__WORK ORDER__. From the excerpt on generating radiology licensure items with OpenAI o3, list each criterion that experts used to rate the 192 generated items, with its mean rating.

__PASSAGE TO READ__.
BEGIN
Results: OpenAI o3 achieved the highest accuracy overall (90.0%; 95% CI 85.1%‐93.4%) and on nonimage items (92.5%; 95% CI 87.6%‐95.6%), significantly outperforming o4-mini on the full set (P=.02). Across models, accuracy differences on the non-image subset were not significant (Cochran Q, P=.10). Using o3, the 192 generated items received high expert ratings for item difficulty (mean, 4.29; 95% CI 4.11‐4.46), factual accuracy (4.18; 95% CI 3.98‐4.38), and content coverage (4.73; 95% CI 4.60‐4.86). Ratings were comparatively lower for appropriateness of wording (3.92; 95% CI 3.73‐4.11) and instructional usefulness (3.60; 95% CI 3.41‐3.80). For these two criteria, the tests did not support a median rating >4 (one-sided Wilcoxon, P=.45 and P≥.99, respectively). Representative low-rated examples (ratings 1‐2) and the rationale for those scores—such as ambiguous phrasing or generic explanations without linkage to stem cues—are provided in the supplementary materials.

Conclusions: OpenAI o3 can generate radiological licensure items that align with national standards in terms of difficulty, factual correctness, and blueprint coverage. However, wording clarity and the pedagogical specificity of explanations were weaker and did not meet an adoptable threshold without further editorial refinement. These findings support a practical workflow in which LLMs draft syllabus-aligned items at scale, while faculty perform targeted edits to ensure clarity and formative feedback. Future studies should evaluate image-inclusive generation, use Application Programming Interface (API)-pinned model snapshots to increase reproducibility, and develop guidance to improve explanation quality for learner remediation.

JMIR Med Educ 2025;11:e81807

doi:10.2196/81807

Keywords



Mock examinations are a key pedagogical tool in training programs for health professionals. These are designed to consolidate the knowledge required for national licensure and to gauge students’ achievement [1-3]. In particular, multiple-choice formats are valuable because they enable the systematic, efficient appraisal of the broad foundational knowledge expected in clinical practice, making them integral to the quality of the curriculum. However, most items are written by individual instructors that draw on past examinations or personal clinical experience, and their difficulty and content validity are rarely subjected to systematic review [4,5]. These can result in biases in content coverage, inconsistencies in wording, and variable educational usefulness, which undermine the stability of learning outcome assessments.
END
__GIVEN RECORDS__.
BEGIN
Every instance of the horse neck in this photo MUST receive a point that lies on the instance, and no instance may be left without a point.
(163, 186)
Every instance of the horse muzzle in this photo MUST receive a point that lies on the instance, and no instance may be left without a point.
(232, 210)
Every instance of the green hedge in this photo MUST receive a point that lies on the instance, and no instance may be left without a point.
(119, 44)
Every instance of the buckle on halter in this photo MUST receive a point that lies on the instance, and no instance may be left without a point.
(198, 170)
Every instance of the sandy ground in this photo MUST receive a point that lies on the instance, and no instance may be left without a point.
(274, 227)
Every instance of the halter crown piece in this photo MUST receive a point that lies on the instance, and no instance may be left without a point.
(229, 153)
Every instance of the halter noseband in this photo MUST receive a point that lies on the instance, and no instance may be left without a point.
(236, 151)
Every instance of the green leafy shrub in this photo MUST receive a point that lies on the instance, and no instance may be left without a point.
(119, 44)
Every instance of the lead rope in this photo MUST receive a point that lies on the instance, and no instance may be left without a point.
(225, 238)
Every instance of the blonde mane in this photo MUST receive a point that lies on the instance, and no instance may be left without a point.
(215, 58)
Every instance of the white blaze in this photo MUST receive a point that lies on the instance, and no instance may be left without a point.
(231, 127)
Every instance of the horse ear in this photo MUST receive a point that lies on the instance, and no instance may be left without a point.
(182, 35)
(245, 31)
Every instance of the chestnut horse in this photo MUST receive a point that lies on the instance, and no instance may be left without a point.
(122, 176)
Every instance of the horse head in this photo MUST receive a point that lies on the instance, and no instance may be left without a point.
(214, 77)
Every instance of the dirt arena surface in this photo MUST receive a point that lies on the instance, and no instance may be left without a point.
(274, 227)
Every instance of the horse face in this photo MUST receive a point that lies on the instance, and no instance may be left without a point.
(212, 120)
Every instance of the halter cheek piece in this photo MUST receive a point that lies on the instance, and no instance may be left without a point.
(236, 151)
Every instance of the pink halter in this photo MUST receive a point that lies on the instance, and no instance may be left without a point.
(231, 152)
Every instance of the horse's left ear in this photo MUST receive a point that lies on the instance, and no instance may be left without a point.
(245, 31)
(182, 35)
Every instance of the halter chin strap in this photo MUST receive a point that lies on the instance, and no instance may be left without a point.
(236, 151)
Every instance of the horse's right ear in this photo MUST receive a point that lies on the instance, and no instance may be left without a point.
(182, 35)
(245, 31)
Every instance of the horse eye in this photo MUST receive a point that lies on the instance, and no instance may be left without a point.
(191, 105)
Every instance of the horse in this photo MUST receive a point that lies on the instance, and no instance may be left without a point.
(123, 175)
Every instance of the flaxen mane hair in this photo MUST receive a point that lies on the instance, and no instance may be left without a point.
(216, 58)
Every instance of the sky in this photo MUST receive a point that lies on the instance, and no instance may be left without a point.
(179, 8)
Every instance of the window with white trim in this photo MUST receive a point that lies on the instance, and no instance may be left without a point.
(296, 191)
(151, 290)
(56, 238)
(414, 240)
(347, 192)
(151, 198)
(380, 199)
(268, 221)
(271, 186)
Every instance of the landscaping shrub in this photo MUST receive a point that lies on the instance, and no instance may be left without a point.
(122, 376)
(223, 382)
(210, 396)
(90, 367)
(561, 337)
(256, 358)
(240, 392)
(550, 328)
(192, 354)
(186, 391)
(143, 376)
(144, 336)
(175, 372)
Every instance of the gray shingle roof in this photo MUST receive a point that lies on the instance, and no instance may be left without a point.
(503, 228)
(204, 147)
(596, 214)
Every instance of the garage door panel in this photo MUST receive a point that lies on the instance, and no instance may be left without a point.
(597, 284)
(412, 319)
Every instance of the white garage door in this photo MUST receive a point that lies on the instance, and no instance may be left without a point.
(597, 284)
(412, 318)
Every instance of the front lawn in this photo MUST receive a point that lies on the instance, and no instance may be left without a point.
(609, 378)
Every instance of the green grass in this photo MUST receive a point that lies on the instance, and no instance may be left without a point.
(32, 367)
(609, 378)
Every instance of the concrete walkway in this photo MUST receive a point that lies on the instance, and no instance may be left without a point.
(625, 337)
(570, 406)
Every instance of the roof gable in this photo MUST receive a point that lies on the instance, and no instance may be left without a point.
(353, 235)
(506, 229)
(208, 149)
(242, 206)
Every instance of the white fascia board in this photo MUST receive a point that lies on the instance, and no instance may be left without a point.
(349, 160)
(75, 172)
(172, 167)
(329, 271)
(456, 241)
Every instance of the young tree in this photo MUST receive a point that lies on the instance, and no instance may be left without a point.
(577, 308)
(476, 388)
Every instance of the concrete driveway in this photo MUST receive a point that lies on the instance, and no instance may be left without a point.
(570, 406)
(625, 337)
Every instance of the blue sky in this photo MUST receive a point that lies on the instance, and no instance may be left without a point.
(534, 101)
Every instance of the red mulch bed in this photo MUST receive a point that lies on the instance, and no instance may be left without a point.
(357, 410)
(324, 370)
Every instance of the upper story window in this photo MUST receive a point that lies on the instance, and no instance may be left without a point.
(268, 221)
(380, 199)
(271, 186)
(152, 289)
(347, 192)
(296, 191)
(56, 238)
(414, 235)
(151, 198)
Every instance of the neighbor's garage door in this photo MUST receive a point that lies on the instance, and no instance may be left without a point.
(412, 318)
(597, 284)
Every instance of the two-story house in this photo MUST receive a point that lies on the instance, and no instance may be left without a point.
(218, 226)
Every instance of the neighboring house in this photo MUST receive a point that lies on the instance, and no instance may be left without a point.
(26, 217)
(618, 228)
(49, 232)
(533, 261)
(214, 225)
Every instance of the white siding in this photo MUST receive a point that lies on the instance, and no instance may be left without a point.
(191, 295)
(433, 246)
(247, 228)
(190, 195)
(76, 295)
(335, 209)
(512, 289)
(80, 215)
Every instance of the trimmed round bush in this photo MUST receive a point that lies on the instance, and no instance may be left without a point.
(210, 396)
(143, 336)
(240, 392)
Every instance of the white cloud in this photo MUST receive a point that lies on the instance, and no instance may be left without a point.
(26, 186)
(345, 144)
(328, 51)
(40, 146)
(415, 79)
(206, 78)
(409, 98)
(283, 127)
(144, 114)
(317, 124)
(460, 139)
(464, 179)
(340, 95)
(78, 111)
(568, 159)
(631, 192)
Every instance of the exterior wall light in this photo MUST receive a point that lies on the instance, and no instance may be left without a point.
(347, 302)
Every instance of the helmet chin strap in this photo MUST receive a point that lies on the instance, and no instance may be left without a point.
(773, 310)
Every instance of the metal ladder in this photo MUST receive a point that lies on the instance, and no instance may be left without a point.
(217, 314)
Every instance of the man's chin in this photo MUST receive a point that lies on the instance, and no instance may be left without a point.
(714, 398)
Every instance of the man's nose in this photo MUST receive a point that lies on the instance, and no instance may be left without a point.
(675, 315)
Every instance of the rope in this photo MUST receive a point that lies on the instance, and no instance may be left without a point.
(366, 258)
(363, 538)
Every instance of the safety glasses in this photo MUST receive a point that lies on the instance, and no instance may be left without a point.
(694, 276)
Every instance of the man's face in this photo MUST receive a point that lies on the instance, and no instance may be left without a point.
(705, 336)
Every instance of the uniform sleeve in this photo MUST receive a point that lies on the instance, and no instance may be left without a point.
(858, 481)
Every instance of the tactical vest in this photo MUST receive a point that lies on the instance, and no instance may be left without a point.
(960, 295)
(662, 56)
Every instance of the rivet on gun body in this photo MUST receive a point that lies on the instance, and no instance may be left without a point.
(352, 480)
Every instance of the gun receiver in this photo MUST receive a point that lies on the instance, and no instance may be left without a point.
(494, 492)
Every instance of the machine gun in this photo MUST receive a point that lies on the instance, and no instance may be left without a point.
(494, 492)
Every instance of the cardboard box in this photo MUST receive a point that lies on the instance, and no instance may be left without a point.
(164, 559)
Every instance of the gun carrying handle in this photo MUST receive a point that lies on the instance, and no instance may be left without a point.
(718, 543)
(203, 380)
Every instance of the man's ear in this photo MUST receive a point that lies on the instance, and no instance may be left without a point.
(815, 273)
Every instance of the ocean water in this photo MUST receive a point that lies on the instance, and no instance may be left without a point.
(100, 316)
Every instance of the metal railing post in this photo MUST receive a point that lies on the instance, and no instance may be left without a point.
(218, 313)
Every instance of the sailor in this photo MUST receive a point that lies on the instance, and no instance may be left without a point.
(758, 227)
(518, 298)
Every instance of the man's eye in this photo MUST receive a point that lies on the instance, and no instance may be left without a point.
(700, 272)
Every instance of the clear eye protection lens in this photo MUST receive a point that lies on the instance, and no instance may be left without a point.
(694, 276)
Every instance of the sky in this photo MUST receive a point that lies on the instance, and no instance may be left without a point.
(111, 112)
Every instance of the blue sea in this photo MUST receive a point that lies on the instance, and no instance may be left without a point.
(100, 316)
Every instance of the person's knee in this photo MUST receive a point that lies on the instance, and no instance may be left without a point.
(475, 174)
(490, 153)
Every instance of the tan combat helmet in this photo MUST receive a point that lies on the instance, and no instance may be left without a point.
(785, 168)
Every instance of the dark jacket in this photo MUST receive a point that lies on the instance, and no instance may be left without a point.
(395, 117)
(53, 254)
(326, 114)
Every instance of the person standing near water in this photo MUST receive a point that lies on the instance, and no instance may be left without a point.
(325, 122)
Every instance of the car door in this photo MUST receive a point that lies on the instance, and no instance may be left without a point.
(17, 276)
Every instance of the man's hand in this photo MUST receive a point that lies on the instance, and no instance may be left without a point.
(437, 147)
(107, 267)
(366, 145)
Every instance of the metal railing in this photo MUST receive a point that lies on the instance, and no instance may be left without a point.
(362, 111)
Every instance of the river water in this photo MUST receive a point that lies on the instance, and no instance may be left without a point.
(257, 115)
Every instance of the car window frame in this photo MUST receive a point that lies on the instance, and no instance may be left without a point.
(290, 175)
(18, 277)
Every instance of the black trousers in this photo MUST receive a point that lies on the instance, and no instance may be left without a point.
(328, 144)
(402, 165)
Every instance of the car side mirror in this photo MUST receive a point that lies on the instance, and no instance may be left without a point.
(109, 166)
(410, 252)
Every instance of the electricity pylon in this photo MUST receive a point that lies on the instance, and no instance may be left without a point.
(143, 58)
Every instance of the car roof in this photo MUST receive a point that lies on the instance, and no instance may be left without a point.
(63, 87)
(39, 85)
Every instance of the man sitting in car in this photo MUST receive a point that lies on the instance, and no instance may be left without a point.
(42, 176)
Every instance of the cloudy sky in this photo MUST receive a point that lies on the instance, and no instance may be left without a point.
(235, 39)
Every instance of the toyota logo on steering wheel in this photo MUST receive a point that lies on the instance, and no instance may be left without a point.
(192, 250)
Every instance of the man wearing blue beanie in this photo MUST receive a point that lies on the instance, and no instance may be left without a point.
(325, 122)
END
__EXERCISE RESULT__.
- Item difficulty: 4.29
- Factual accuracy: 4.18
- Content coverage: 4.73
- Appropriateness of wording: 3.92
- Instructional usefulness: 3.60